### GIVEN TEXT
--- Start ---

If there are others who live in the house, it is important for them to understand how valuable your time meditating is to you and they should respect your space and privacy. You do not need to be distracted or self-conscious about meditating, and privacy is an important way to accomplish both.
Choosing the space for meditation often involves prioritizing the activity. Meditation should become an important part of your life, at least significant enough to carve out space for it. It should be taken at least as seriously as physical exercise, so at the very least, a portion of any exercise area should be converted to meditation space. Rather than share the entire space, it can be more effective to divide the space, creating two separate areas in the room. This concept of dividing rather than sharing can also work in a home office area.
Using a guest room as a meditation space is frequently the best option for many, especially if guests only use the room several times a year. Rather than a large bed, perhaps the room could have a pull-out couch or futon that can convert when guests spend the night. Obviously, most guest rooms offer some privacy with locking doors.
Depending on the house and property, a “she-shed” or “he-shed” could be used for meditation. A separate, quiet basement space or perhaps even an area in a garage if it can be made comfortable and quiet enough are also options for a meditation space.
If noise and weather aren't much of an issue, there are outdoor spaces that can serve nicely to meditate. These can include a tranquility garden, pagoda, sunroom, deck or balcony. At Sawmill Creek Condos, for instance, there are multiple places to meditate without much or any interruption from other residents. The space should promote a sense of peace and tranquility and should be away from traffic noise, kids playing or dogs barking.
Once a space has been carefully chosen, it is time to design and prepare it to enhance your experience.
Designing a Room for Meditation
Designing a room for meditation takes some time, financial investment and a reflection upon what makes you comfortable and relaxed. It should be a pleasant area, that if possible, uses abundant natural sunlight. Even if your choice of meditation space is less than perfect, there are design choices you can make to get the most out of the area.
The key is selecting a stress-free area and making a commitment to keep it that way. You'll want the space to be as clutter-free as possible. This is why sharing an office or home gym area may not always be the best option. These areas may subliminally be associated with work or stress, which can hinder quality meditation.
If you live in a moderate climate, getting outdoors in a garden or other peaceful exterior space can be a valuable option. Even if you choose an interior room, plants and natural materials can help bring some of that natural “feel” indoors.
Seating should be carefully chosen. While appearance is part of the equation, comfort and the ability to put you in the proper frame of mind is essential. Elevation can play a part in your meditation space.
There are other enhancements you can make as well. You may want to add a sound system and install an app such as Unplug Meditation that can be played aloud through your iPhone, iPad speakers or on AppleTV so you can turn your whole home into a meditation studio. The air quality in a space may be able to be improved. Lighting and colors make an impact.

--- End ---

### SOURCE DATA
--- Start ---

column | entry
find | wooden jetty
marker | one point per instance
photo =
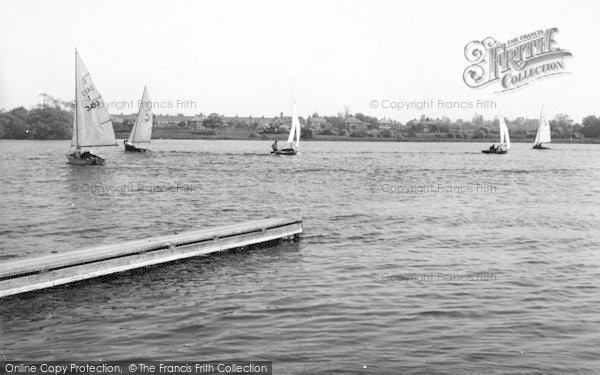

--- End ---

### PARTS OF THE EXERCISE
1/ Can you quote the text on meditation spaces between "Using a guest" and "a meditation space.", inclusive?
2/ How would the text on meditation spaces go on? Write what comes next after its final sentence.
The lines are separate from the text on meditation spaces.

### RESPONSES
1/
Using a guest room as a meditation space is frequently the best option for many, especially if guests only use the room several times a year. Rather than a large bed, perhaps the room could have a pull-out couch or futon that can convert when guests spend the night. Obviously, most guest rooms offer some privacy with locking doors.
Depending on the house and property, a “she-shed” or “he-shed” could be used for meditation. A separate, quiet basement space or perhaps even an area in a garage if it can be made comfortable and quiet enough are also options for a meditation space.

2/
It is time to make your space your own. Here are some aspects to consider.
Choose a Stress-Free Area (And Keep It That Way)
You have probably walked into a room that made you feel uncomfortable or stressed. You may not even be able to place your finger on it, but for some reason, it seems out of balance or not in harmony. On the other hand, you may have also walked into an area that seemed peaceful, tranquil and comfortable. This is the type of room you want to create and maintain as your meditation space.
Choosing a stress-free area is an important step in creating your space for meditating. If the space is comfortable, additional design decisions should only serve to enhance that atmosphere.
It is important to recognize that the goal here is not just in creating such an environment but to keep it that way. It helps to become sensitive to bringing items into the room that may be associated with or can cause stress. You can benefit from taking a minimalist approach in this area. In other words, avoid clutter.
Don't Allow Clutter
It can be far too easy to allow a meditation space to backslide into a storage area or a place where you allow things to accumulate. This will quickly defeat your efforts in creating a calming, peaceful space. Clutter simply cannot be accepted in this space.
Clutter is disrespectful to the space and diminishes the importance this area should play in your life. It creates a distraction while trying to meditate and can absorb positive, calming energy from the room.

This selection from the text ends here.